**Excerpt provided**:
[Start of Attachment]

Friday , February 26, 2021

Discover Posts Volume Gains for Its Payments Properties But Logs an Overall Revenue Drop

Discover Financial Services reported mixed results Thursday for the fourth quarter of 2020. Despite a 4% decline year-over-year in revenue, which totaled $2.82 billion, Discover’s net income rose 13% to $799 million. 

Payment Services volume totaled $70.1 billion, up 6% year-over-year, with all four legs that comprise the division—the Discover and Pulse networks, Diners Club and Network Partners—posting increases in dollar volume. 

Volume on the company’s flagship Discover network rose 5% year-over-year to $42.5 billion. Pulse, Discover’s ATM network, saw volume increase 10% year-over-year to $55.1 billion. Diners Club saw volume rise 28% year-over-year to $6.3 billion and Network Partners’ volume rose 23% year-over-year to $8.7 billion, largely on the strength of AribaPay volume.

The gains in volume did not offset a decrease in Payment Services’ income. Pretax income for Payment Services totaled $24 million for the quarter, down $17 million year-over-year. The decrease was driven primarily by lower Diners Club and Network Partners revenue.

[End of Attachment]

**Supplied records**:
[Start of Attachment]

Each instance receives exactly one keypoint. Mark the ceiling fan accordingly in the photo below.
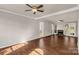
(35, 9)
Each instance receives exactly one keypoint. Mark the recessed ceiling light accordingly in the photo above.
(60, 21)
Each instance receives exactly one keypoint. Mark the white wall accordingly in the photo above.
(60, 26)
(68, 32)
(14, 29)
(47, 28)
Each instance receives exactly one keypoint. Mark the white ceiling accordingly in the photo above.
(52, 12)
(48, 9)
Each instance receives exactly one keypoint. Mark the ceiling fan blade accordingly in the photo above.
(28, 10)
(40, 10)
(40, 6)
(29, 5)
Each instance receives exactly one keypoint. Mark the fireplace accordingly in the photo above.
(60, 32)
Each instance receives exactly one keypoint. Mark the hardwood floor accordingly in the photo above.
(51, 45)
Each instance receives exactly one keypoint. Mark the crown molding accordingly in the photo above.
(11, 12)
(60, 12)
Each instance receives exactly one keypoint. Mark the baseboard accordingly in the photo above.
(23, 42)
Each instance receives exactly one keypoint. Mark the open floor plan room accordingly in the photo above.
(39, 29)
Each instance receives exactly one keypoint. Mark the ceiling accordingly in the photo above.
(48, 9)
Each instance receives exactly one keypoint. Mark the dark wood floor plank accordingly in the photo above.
(51, 45)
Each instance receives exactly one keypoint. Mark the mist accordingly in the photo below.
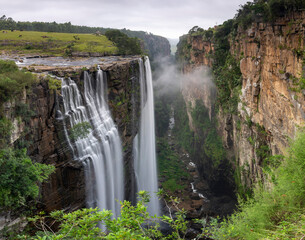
(169, 80)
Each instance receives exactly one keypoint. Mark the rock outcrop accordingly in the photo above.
(272, 99)
(45, 137)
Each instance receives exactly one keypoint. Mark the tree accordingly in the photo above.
(19, 177)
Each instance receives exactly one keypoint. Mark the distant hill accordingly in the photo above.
(152, 44)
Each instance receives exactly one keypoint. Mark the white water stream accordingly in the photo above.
(101, 150)
(144, 142)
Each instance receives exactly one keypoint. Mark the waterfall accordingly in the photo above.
(144, 142)
(101, 150)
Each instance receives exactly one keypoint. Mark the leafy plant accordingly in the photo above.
(54, 83)
(133, 223)
(19, 177)
(12, 80)
(276, 213)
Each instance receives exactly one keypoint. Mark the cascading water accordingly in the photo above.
(101, 150)
(144, 142)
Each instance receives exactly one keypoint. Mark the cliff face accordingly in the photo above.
(272, 98)
(45, 136)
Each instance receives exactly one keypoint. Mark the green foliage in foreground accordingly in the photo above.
(19, 177)
(278, 213)
(134, 223)
(12, 80)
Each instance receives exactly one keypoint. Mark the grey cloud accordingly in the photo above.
(169, 18)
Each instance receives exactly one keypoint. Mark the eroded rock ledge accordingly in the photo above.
(47, 144)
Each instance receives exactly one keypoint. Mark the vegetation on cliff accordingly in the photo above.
(78, 38)
(57, 44)
(19, 176)
(275, 212)
(125, 44)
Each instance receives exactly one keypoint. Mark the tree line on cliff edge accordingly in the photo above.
(152, 44)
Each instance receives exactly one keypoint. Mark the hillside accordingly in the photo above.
(57, 44)
(151, 44)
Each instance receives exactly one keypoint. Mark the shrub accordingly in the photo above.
(133, 223)
(127, 45)
(19, 177)
(270, 212)
(12, 80)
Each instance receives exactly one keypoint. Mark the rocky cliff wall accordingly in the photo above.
(271, 101)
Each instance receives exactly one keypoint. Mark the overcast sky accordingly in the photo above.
(168, 18)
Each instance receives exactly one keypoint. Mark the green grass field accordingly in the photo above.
(57, 44)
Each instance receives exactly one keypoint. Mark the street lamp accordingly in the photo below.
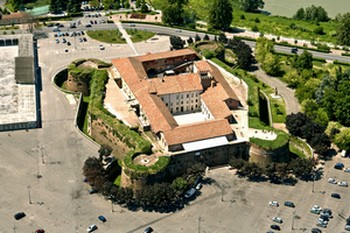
(199, 224)
(29, 196)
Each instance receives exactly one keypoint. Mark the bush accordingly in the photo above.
(255, 28)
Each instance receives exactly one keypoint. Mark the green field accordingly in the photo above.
(289, 7)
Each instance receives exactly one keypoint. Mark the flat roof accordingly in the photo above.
(204, 144)
(17, 101)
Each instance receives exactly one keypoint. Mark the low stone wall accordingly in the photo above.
(261, 156)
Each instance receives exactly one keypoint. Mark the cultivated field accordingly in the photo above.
(289, 7)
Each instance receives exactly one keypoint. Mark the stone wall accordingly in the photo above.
(261, 156)
(77, 86)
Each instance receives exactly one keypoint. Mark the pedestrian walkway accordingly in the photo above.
(126, 37)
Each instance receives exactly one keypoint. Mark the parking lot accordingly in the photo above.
(40, 174)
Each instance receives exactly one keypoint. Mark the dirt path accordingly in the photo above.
(292, 104)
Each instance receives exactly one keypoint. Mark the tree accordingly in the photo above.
(243, 53)
(144, 7)
(271, 65)
(190, 40)
(173, 12)
(108, 4)
(343, 30)
(300, 14)
(303, 61)
(342, 139)
(251, 5)
(197, 38)
(176, 42)
(56, 6)
(220, 14)
(74, 6)
(294, 123)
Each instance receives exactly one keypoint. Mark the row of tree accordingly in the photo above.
(301, 126)
(159, 196)
(312, 13)
(300, 168)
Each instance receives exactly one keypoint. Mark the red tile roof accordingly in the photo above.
(169, 54)
(198, 131)
(147, 90)
(177, 83)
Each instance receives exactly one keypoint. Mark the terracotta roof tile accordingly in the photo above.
(169, 54)
(177, 83)
(214, 98)
(198, 131)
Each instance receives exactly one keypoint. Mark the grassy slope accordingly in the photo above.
(267, 24)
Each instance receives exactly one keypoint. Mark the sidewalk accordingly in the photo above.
(126, 37)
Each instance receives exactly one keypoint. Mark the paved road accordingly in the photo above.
(292, 104)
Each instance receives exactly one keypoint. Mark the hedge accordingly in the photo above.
(131, 138)
(143, 171)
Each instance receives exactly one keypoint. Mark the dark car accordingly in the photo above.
(289, 204)
(92, 191)
(294, 50)
(19, 215)
(275, 227)
(339, 166)
(102, 218)
(316, 230)
(148, 230)
(335, 195)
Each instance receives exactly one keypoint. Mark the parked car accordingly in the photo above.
(316, 209)
(93, 191)
(274, 203)
(320, 224)
(102, 218)
(347, 227)
(277, 219)
(332, 181)
(275, 227)
(91, 228)
(294, 50)
(19, 215)
(339, 166)
(316, 230)
(343, 184)
(190, 193)
(199, 186)
(335, 195)
(148, 230)
(289, 204)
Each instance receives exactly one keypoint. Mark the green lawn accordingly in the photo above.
(277, 25)
(107, 36)
(139, 35)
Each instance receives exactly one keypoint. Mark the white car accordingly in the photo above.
(277, 219)
(343, 184)
(332, 181)
(91, 228)
(274, 203)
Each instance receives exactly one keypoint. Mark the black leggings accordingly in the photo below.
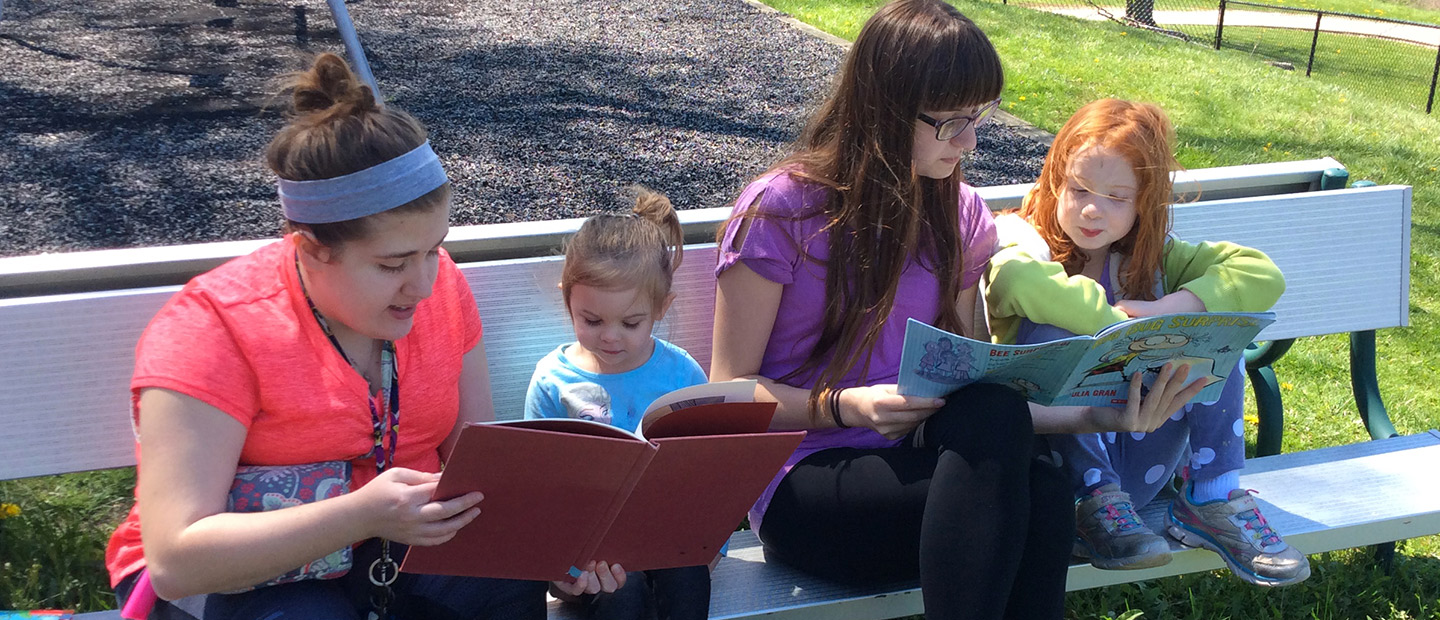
(964, 504)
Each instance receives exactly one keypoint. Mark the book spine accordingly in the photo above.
(608, 518)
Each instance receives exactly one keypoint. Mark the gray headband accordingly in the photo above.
(363, 193)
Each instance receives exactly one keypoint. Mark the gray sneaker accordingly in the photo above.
(1237, 531)
(1110, 534)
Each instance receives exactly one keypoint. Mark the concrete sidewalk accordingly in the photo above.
(1339, 25)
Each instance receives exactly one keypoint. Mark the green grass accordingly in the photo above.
(1230, 108)
(52, 541)
(1360, 7)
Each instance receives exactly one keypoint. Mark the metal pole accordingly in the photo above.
(1220, 23)
(1433, 75)
(347, 33)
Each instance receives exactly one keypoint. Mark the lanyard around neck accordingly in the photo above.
(383, 426)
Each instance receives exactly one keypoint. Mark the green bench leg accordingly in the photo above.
(1365, 386)
(1267, 393)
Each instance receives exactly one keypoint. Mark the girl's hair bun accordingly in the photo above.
(330, 89)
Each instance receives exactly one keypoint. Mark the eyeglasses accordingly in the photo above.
(952, 127)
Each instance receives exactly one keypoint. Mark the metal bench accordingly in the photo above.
(72, 416)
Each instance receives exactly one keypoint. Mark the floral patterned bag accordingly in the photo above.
(259, 488)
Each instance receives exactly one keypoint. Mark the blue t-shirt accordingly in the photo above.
(560, 389)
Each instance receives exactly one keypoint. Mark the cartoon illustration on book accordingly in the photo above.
(1151, 353)
(945, 361)
(1024, 386)
(1082, 370)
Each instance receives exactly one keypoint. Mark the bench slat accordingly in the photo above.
(173, 265)
(1318, 239)
(1351, 495)
(69, 407)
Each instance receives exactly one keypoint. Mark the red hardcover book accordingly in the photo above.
(560, 492)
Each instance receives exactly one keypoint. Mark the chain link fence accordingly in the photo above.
(1380, 58)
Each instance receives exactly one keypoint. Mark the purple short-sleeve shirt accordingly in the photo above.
(789, 248)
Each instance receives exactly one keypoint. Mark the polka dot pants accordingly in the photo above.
(1208, 438)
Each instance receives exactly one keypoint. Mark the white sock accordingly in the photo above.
(1214, 488)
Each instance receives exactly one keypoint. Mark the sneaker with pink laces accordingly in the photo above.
(1237, 531)
(1110, 534)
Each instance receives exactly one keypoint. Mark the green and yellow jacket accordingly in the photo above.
(1023, 282)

[End of Attachment]

**Instructions for the task**:
Print the passage of the Discover quarterly results article from "Discover Posts Volume" to "to $799 million." verbatim.

**Solution to this exercise**:
Discover Posts Volume Gains for Its Payments Properties But Logs an Overall Revenue Drop

Discover Financial Services reported mixed results Thursday for the fourth quarter of 2020. Despite a 4% decline year-over-year in revenue, which totaled $2.82 billion, Discover’s net income rose 13% to $799 million.